EXERCISE -> Repeat the whole listing. Keep it exact.

RECORDED INFORMATION ->
::::
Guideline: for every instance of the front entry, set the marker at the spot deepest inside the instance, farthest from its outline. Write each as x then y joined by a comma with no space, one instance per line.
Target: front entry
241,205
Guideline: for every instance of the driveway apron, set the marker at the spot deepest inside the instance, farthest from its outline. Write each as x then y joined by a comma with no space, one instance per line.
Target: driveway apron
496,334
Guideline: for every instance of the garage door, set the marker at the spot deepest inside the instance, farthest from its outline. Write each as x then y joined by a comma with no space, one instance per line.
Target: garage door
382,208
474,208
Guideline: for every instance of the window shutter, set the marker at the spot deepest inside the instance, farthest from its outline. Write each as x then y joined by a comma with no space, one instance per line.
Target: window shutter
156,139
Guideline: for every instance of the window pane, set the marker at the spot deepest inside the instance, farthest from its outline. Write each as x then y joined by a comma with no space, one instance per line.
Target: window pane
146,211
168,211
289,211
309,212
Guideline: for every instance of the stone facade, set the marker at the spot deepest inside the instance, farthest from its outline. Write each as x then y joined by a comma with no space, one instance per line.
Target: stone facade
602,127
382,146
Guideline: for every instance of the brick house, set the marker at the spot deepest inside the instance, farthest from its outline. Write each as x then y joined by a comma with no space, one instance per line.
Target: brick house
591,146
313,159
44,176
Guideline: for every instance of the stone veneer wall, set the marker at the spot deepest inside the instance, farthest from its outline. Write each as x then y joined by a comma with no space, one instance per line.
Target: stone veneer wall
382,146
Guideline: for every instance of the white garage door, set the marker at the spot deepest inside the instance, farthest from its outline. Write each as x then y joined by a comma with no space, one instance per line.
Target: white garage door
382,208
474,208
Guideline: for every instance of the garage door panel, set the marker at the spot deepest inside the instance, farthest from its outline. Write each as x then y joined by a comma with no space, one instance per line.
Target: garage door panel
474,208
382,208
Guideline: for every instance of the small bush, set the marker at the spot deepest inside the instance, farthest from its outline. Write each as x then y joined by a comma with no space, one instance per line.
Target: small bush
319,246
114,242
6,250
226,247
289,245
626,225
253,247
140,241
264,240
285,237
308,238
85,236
::::
SOLUTION BELOW ->
Guideline: for every instance of the front entry, set the marker at the spot deepest inside the instance, farthest from its outline. Write each as x then y joined by a comma with no space, one instance per line.
Target: front entry
241,205
Guideline: for every instance of the driveway apron, set the marker at the spot deepest inside the instance, farthest from its outline. Write each as x then y joined by a comma with no space, one instance per line.
Target: driveway apron
496,334
Guideline: for every instance of the garage door, set the marker at the spot deepest inside the instance, farthest from its outline. Write each as x then y joined by a comma with no space, one instance per line.
Target: garage door
382,208
474,208
Guideline: for every instance of the window shutter, set the marker at the spot deepest inside the instance, farthest from its outline. Write each as x then y joined by a comma with no space, one instance per line.
Target: window shutter
156,139
Guideline: for every instance of the window pane, set the marker at the spot deepest inside the instance, farthest from its outline. Write each as x then y joined by a comma with no space, one instance per line.
Target: window pane
146,211
168,211
289,211
309,212
Guideline: for every instance of the stone facade, set the marker at the spot deepest inside the instance, farthest from its outline. Write each as x then y joined by a comma with no space, one instance per line.
Target: stone facade
602,127
382,146
Guideline: for every instance of the brick house, set the marker at the spot deepest inside the instance, farthest from its outline. Write each as x then y joined by a comma with no space, one instance per line.
Target: brick house
591,146
313,159
44,176
Guideline: for every instance of the stone veneer wall, set the marker at the spot deepest inside the instance, farthest from its outline. Write each as x then y joined by a comma with no space, one instance per line.
Target: stone veneer wall
382,146
Guideline: for every instance of the white garage door, set the marker at the spot deepest inside the instance, farthest from its outline. Write each as x then y joined by a comma with no space, one instance per line.
Target: white garage door
382,208
474,208
Guideline: for every instance of the garage door panel, set the marker at the spot deepest inside the instance, farthest from its outline. Write each as x then y joined by a comma with no space, one instance per line.
Target: garage door panel
474,208
382,208
Guideline: for every instance of the small bush, set the marker at the spot deepest inside the instance, farthest from its outline. Write each as x then y joined by a comma with no space, one instance per line.
Target: small bush
319,246
114,242
6,250
226,247
289,245
626,225
253,247
140,241
264,240
285,237
308,238
85,236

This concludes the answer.